__TASK GOAL__:
Please rewrite the listing from its start through the line containing "[1,0,450,296]", both ends included, with the requests left unchanged. Scale every bounding-box coordinate in the answers by 1.6 and round each to a whole number, with halves rounding up.
#### DATA ROWS ####
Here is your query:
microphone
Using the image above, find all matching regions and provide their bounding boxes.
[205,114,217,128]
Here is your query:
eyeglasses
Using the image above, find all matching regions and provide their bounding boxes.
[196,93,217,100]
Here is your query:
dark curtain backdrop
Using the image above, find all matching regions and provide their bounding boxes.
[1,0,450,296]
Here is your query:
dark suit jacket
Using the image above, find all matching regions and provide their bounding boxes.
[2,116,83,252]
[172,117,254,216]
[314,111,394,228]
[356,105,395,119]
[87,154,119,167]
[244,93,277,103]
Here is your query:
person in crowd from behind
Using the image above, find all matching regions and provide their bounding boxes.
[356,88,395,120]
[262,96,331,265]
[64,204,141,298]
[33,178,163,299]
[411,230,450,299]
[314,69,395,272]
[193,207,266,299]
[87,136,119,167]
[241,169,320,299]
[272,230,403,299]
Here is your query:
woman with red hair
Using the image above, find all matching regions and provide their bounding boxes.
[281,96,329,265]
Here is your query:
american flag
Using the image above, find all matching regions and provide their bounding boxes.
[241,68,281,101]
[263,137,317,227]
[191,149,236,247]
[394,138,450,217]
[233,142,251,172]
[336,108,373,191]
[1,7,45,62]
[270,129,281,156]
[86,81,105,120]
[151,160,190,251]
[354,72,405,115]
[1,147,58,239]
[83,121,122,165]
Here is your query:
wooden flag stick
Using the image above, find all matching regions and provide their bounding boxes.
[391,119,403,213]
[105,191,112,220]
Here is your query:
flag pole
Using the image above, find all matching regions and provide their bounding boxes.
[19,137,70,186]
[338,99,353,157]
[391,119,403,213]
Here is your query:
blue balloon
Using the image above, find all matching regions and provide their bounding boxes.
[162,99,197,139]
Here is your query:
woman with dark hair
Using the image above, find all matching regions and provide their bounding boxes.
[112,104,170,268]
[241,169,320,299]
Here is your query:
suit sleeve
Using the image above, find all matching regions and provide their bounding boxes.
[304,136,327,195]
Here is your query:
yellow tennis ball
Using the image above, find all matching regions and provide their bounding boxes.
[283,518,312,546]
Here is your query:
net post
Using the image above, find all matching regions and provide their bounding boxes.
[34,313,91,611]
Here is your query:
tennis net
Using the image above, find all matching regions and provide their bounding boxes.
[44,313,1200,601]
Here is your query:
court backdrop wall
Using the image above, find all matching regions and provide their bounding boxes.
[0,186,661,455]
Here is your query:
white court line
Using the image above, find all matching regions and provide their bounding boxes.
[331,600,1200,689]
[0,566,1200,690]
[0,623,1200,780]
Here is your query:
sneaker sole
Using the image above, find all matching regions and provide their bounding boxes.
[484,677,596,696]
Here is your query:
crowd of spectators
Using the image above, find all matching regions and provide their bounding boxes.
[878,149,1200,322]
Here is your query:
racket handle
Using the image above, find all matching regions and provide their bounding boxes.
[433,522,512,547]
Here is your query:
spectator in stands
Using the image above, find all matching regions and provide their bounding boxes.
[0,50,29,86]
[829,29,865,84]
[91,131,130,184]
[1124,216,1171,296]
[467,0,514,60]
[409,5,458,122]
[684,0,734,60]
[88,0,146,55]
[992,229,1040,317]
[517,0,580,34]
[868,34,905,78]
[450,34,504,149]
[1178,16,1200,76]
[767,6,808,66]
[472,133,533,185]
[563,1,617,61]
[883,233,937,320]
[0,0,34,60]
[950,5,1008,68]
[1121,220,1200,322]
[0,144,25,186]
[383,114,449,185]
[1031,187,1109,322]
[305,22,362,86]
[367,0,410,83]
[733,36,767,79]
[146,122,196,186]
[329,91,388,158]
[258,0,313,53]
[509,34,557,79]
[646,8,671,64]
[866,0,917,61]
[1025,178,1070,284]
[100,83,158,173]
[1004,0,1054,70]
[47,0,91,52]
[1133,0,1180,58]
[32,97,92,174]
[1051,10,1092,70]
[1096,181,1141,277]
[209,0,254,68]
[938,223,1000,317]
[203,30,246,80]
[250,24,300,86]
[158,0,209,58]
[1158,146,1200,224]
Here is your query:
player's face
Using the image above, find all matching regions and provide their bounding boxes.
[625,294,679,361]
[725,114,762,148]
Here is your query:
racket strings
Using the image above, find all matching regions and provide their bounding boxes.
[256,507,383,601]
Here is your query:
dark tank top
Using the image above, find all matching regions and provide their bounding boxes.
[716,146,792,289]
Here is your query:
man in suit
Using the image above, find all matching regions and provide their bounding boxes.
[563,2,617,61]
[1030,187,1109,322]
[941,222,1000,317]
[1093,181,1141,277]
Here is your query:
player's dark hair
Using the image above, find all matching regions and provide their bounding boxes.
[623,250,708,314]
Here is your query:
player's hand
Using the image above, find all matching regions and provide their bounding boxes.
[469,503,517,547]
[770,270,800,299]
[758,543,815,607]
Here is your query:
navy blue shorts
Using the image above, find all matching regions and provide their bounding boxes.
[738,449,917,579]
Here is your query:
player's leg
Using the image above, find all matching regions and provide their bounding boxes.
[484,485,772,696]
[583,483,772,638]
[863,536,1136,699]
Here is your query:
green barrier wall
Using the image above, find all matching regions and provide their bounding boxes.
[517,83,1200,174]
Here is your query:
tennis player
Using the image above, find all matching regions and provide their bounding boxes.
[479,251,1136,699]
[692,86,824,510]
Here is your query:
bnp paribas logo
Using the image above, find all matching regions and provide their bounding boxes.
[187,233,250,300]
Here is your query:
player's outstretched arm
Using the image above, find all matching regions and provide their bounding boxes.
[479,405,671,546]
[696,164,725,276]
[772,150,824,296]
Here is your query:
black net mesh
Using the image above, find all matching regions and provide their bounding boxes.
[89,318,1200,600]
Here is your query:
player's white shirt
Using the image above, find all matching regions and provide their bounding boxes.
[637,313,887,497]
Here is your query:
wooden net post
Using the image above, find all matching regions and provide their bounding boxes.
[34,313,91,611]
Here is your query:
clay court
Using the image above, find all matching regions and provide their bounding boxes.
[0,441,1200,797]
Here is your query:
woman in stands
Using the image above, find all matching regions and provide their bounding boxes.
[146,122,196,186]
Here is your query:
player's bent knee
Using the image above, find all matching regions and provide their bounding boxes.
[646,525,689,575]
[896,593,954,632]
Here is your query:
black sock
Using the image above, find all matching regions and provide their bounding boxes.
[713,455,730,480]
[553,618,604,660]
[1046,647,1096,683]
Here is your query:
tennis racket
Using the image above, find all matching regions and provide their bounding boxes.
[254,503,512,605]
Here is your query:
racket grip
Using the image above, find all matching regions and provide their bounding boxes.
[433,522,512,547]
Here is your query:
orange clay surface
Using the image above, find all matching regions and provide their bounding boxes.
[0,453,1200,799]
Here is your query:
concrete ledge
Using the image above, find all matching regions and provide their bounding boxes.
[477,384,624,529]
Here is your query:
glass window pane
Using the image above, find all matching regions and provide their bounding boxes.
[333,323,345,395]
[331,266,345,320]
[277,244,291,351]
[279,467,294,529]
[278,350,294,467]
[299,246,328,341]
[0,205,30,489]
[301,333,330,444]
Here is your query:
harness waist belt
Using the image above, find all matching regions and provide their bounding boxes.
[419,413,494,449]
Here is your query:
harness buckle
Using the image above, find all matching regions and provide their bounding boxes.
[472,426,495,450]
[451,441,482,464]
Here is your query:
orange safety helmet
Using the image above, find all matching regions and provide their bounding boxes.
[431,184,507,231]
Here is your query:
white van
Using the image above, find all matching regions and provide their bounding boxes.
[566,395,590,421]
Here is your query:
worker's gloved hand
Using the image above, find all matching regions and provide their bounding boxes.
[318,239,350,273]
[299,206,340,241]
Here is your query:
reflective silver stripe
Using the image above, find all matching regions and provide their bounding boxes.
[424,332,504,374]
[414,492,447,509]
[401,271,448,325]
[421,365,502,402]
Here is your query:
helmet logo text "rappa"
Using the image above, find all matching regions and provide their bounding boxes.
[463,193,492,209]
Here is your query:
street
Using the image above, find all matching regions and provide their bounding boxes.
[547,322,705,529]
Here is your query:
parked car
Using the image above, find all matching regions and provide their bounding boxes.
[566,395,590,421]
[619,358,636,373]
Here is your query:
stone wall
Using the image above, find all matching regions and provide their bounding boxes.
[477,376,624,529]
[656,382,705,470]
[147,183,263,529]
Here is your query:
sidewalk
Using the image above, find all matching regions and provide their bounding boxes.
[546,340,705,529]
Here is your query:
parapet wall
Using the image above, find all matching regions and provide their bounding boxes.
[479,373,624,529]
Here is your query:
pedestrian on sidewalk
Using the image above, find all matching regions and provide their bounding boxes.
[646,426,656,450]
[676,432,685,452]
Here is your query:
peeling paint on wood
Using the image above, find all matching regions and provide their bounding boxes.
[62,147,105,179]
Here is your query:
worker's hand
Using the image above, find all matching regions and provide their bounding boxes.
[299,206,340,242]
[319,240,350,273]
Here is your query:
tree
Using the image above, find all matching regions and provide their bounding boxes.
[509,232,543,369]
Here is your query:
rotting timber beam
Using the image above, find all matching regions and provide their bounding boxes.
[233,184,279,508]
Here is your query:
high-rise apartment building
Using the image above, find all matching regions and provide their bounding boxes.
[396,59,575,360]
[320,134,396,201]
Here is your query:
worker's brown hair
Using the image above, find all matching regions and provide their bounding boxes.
####
__WRITTEN SOLUTION__:
Here is your query:
microphone
Using the image above, find all matching regions and provide their bounding boxes.
[328,182,347,205]
Here is your query:
eyeglasses
Using the image above, find all matching regions and provide their bounding boxes.
[314,149,347,160]
Here is your query:
dark curtain backdrop
Using the image above, find all matching regions and provide their bounding boxes.
[2,0,720,474]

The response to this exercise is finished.